• _Exercise_:
Rescale the material below by reproducing every line, requests included, with each x and y coordinate in the answers multiplied by 2.4 and rounded to a whole number, halves rounding up. Keep the numbers in the requests and their format samples unchanged.
━━━━━━━━
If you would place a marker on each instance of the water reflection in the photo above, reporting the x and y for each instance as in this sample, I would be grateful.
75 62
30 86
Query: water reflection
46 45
━━━━━━━━
• _Output below_:
If you would place a marker on each instance of the water reflection in the photo above, reporting the x and y for each instance as in this sample, I would be grateful.
75 62
30 86
Query: water reflection
110 108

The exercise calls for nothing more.